What is expected — Revise the listing from the line containing "Class, indicate each instance of the beige" through the end of the listing by replacing "stucco" with "plaster" and keeping everything else unchanged. Give back only that part, and leave the pictures out.

(Dataset rows showing where objects appear)
•••••
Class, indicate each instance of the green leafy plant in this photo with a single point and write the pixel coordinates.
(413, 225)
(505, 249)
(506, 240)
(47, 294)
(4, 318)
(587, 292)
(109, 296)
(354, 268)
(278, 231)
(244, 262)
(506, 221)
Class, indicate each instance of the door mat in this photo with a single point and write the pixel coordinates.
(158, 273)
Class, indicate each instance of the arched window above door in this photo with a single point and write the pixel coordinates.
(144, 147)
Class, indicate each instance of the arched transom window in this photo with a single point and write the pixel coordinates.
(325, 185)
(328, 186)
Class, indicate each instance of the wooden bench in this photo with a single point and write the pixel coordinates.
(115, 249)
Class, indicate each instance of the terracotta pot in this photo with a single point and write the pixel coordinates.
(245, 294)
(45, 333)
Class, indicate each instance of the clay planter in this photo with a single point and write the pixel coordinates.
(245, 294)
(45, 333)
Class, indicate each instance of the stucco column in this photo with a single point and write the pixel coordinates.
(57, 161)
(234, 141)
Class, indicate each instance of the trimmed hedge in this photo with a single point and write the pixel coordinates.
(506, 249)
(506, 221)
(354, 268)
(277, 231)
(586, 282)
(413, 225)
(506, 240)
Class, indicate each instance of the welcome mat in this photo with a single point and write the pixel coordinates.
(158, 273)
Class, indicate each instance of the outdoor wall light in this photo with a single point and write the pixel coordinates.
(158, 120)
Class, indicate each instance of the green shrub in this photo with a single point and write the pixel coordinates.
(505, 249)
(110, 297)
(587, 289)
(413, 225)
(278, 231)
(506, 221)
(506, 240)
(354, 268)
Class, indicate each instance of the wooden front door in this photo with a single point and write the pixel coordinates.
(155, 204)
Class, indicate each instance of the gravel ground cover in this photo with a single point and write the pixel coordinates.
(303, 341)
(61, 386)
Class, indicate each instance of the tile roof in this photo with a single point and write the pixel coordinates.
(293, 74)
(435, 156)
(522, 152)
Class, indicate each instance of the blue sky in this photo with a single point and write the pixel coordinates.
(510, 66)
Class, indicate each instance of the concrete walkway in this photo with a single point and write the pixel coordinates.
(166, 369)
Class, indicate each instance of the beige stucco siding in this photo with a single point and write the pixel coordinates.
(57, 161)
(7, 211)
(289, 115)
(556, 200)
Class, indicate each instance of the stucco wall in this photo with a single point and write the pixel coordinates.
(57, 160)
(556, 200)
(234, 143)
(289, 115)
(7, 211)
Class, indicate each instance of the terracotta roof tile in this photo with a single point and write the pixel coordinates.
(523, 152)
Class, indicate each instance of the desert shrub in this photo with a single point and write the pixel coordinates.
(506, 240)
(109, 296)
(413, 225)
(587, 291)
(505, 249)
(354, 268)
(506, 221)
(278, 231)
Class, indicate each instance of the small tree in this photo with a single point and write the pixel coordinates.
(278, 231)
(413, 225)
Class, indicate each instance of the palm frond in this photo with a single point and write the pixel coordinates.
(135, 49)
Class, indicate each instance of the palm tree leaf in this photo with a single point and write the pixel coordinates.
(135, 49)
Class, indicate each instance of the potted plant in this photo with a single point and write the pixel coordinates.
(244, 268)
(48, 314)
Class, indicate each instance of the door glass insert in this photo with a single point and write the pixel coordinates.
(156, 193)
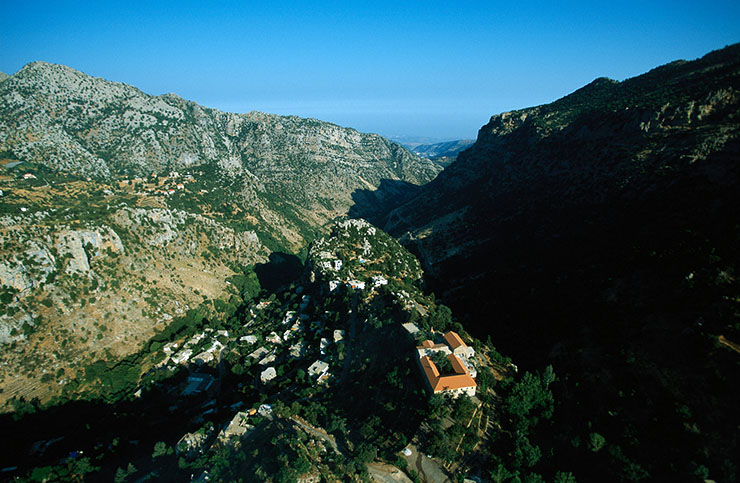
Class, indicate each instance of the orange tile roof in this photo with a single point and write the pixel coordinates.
(454, 340)
(459, 380)
(457, 365)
•••••
Output of the exercise —
Class, indicate each instance of the beige plaster siding in this photo with a single point and write the pixel coordinates.
(57, 161)
(7, 211)
(289, 115)
(556, 200)
Class, indicate each instance of the plaster wall in this photo with a single point and write the pixel coordinates.
(57, 160)
(556, 200)
(234, 143)
(289, 115)
(7, 211)
Class, indicate each instance of the terracotta roof tile in this photo with a single point and write the pixel coordinates.
(523, 152)
Class, indicate each instance of the desert shrub in this photo with a single point and write the pixel coordinates.
(506, 240)
(109, 296)
(413, 225)
(587, 291)
(505, 249)
(354, 268)
(506, 221)
(278, 231)
Class, indicate each instance of the small tree in this photo with a single point and write the pixel coordinates.
(278, 231)
(413, 225)
Class, indicate each instance of the palm frond in this photo with a single point and write the pixel coordinates.
(135, 49)
Class, indicate each instance of the palm tree leaf in this photo with a single point and write the pixel coordinates.
(135, 49)
Class, indicate each instance of the potted plant in this photo with a single point and write the pixel coordinates.
(244, 268)
(48, 314)
Class, indicate each instance of the door glass insert in this photo with a single point and write the pixel coordinates.
(156, 193)
Class, indicate each instance of the orange tile roof in this photo with a single point and write the pixel coordinates.
(454, 340)
(459, 380)
(457, 365)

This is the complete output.